━━ ENTRIES SUPPLIED ━━

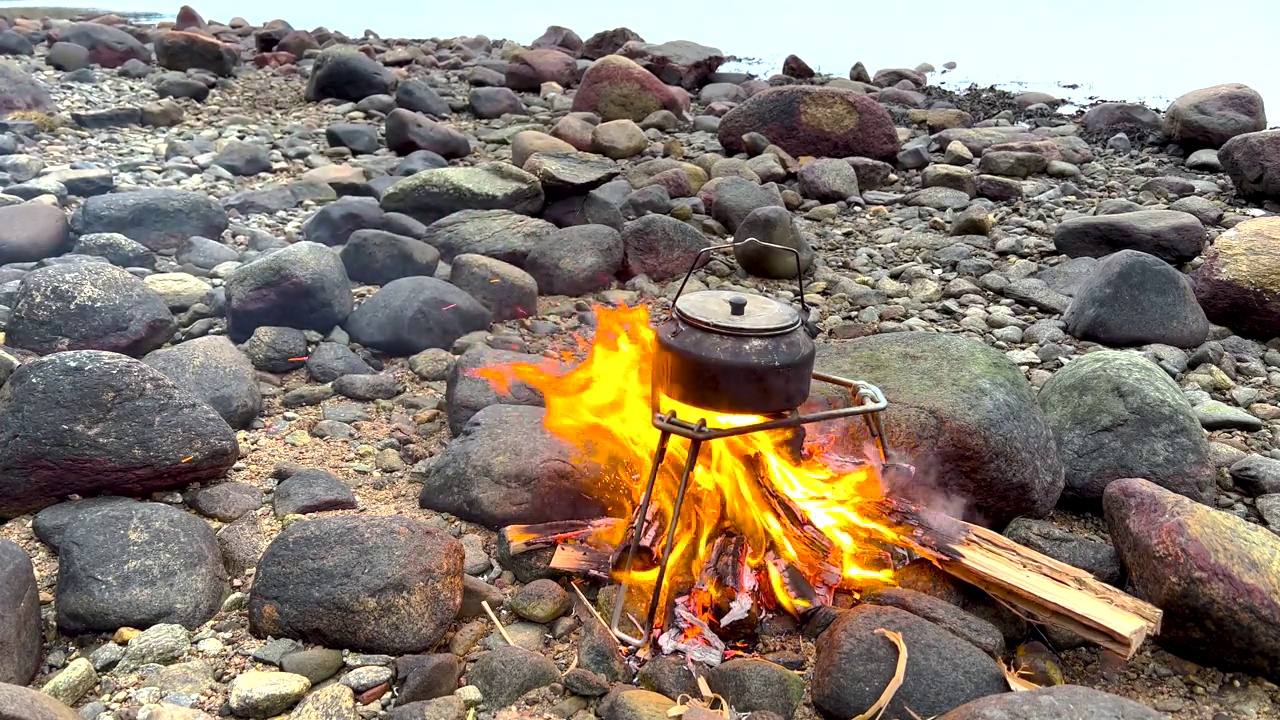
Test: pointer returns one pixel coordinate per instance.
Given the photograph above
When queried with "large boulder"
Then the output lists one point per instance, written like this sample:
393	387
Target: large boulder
127	564
1239	282
215	370
1116	414
373	584
1174	237
680	62
412	314
1212	573
21	629
344	73
432	195
90	422
1252	160
853	665
616	89
1211	115
108	46
506	468
963	414
302	286
159	218
1055	702
31	232
88	306
822	122
1137	299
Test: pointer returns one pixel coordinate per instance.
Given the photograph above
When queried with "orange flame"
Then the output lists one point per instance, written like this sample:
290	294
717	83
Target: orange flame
602	406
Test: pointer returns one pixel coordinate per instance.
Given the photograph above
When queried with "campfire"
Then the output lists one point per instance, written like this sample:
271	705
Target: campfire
726	509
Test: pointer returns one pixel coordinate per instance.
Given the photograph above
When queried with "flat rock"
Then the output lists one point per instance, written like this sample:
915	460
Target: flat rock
88	422
403	598
126	564
1221	604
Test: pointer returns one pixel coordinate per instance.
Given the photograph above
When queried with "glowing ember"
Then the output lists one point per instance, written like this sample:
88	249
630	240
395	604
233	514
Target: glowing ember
792	514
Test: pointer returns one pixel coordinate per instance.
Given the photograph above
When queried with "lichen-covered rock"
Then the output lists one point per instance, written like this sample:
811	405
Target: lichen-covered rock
822	122
1215	575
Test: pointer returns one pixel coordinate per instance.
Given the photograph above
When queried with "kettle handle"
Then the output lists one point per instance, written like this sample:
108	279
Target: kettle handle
804	309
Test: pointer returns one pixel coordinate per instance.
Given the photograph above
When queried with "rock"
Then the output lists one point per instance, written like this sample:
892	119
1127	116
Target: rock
108	46
182	51
507	673
88	306
432	195
501	235
1059	702
158	218
23	703
312	491
680	63
753	686
21	628
775	226
403	598
822	122
1221	602
32	231
964	415
466	391
616	87
1237	285
87	422
344	73
1210	117
410	132
529	69
661	247
506	468
302	286
1171	236
216	372
379	256
1137	299
504	290
126	564
412	314
854	664
1119	415
263	695
1252	160
576	260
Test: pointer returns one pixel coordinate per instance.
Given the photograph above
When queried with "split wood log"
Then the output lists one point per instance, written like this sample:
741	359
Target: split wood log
1045	589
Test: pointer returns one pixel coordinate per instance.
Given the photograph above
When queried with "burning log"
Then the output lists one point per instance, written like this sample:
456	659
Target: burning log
1045	589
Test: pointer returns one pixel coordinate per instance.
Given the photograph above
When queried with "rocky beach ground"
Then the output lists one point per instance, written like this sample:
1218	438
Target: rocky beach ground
246	274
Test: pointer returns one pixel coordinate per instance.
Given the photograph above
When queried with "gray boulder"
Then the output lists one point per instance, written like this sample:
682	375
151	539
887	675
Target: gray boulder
1118	415
127	564
215	370
302	286
963	414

━━━

*WORK TO DO:* How many lines in the items contain the word "flat"? Reply with the number alone.

*EXERCISE ANSWER:* 2